=== Exercise ===
List every line in the records below that contains the word "puffer", copying each one in full.
━━━━━━
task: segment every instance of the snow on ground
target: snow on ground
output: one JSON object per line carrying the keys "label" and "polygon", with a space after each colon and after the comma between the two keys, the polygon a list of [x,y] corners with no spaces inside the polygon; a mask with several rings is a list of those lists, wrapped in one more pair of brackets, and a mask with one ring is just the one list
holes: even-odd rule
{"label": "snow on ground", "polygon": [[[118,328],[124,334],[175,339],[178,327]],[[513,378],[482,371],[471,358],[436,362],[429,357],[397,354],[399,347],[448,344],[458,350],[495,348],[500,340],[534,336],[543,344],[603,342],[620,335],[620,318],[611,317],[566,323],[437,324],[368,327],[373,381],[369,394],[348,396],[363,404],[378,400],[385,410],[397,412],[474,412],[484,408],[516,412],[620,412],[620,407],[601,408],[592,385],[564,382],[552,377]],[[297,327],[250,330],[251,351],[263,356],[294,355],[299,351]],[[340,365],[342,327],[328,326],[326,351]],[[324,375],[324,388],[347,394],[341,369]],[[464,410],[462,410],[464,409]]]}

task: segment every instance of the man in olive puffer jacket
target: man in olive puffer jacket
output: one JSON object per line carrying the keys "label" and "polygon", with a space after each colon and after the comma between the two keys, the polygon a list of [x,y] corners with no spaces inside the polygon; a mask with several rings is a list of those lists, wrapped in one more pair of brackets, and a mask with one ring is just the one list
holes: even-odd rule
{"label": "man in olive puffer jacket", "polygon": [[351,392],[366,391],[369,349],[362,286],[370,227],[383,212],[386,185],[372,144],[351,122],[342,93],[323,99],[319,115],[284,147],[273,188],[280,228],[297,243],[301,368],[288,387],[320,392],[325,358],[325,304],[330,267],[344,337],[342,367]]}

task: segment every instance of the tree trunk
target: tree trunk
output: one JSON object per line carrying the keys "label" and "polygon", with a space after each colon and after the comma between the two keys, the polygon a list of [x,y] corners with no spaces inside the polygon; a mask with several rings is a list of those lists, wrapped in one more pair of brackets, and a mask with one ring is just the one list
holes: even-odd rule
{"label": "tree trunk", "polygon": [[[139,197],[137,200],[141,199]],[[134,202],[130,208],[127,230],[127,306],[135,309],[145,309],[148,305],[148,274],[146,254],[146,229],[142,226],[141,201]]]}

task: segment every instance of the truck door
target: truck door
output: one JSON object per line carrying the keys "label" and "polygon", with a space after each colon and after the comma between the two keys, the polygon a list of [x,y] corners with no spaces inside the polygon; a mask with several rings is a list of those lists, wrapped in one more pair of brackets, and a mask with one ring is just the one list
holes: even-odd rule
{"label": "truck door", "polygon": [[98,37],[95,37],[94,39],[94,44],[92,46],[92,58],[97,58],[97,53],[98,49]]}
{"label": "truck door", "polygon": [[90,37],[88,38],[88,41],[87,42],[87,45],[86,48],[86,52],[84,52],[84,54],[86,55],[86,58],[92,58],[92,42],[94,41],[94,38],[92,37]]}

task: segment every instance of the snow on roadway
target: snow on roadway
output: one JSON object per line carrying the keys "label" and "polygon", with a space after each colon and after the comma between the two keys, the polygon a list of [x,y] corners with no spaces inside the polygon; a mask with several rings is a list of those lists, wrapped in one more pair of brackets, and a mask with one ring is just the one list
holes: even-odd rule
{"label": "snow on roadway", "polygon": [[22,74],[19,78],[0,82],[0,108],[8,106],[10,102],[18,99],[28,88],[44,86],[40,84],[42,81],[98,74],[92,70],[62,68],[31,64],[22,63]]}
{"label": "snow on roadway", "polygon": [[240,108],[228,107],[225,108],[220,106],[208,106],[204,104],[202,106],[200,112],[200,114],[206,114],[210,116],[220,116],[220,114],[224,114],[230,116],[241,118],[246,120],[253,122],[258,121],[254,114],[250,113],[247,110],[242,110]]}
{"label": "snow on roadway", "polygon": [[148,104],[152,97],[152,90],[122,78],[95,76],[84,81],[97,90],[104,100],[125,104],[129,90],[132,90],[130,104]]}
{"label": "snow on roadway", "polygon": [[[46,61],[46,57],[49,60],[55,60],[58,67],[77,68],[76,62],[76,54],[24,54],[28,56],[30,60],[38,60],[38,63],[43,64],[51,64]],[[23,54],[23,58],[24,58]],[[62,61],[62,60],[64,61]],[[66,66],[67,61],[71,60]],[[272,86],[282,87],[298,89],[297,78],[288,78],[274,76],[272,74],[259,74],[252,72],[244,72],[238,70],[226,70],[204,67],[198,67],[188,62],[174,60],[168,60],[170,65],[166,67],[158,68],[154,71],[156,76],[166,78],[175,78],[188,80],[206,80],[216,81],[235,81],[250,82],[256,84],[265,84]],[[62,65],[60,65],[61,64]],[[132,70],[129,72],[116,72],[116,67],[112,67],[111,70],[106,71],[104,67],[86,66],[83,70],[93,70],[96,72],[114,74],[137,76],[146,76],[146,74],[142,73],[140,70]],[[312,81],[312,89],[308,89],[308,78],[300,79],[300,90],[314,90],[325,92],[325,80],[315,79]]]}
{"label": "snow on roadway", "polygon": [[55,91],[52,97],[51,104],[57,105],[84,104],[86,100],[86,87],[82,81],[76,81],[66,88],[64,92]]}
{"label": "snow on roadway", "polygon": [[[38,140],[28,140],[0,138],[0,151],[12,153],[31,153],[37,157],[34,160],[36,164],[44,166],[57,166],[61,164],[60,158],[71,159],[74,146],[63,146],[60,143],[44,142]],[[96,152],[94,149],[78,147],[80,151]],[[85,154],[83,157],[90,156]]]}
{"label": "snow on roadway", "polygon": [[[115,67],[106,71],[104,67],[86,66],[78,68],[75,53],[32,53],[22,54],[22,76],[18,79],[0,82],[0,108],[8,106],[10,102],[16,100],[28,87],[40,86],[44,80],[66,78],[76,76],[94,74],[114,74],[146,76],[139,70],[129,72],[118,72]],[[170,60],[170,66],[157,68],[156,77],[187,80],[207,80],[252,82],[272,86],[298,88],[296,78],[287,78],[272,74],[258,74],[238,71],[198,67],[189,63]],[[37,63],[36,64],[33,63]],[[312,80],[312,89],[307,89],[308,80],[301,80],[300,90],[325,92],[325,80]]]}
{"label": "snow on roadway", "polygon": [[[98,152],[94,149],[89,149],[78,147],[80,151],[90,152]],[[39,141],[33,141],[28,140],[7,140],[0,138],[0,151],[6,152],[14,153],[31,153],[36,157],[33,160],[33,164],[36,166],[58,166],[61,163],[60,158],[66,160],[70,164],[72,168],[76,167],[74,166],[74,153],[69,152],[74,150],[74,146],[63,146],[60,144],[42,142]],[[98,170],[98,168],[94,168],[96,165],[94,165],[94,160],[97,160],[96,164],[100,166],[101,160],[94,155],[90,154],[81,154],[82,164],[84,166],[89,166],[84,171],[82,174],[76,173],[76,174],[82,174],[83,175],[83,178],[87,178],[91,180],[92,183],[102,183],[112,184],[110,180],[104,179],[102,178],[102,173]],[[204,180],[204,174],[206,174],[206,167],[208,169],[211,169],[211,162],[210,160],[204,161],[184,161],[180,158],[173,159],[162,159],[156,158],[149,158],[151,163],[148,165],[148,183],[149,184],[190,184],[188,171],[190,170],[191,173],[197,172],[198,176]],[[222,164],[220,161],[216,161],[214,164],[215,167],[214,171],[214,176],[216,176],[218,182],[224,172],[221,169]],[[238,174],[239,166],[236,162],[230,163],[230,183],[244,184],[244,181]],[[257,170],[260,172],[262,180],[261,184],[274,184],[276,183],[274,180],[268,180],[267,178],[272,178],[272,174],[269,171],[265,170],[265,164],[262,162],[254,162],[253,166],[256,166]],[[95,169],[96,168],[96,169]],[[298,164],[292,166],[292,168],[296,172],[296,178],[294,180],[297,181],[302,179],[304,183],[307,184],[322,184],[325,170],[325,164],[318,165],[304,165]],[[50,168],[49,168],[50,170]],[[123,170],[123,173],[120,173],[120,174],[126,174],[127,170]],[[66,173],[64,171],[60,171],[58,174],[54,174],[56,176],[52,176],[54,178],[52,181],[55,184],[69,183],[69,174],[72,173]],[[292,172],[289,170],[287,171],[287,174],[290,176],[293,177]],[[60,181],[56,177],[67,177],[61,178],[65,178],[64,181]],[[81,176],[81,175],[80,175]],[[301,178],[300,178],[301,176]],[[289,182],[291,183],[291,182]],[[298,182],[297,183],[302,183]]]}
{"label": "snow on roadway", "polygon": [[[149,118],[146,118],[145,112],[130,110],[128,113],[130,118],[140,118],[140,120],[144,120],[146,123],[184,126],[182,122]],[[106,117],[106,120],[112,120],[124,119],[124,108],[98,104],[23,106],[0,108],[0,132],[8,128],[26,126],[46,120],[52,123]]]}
━━━━━━
=== Answer in full ===
task: segment every instance of the man in olive puffer jacket
target: man in olive puffer jacket
{"label": "man in olive puffer jacket", "polygon": [[351,392],[366,391],[369,349],[362,286],[370,227],[383,212],[386,185],[372,144],[351,122],[342,93],[323,99],[319,115],[284,147],[273,188],[280,228],[297,243],[301,368],[288,387],[320,392],[325,358],[325,304],[330,267],[344,337],[342,367]]}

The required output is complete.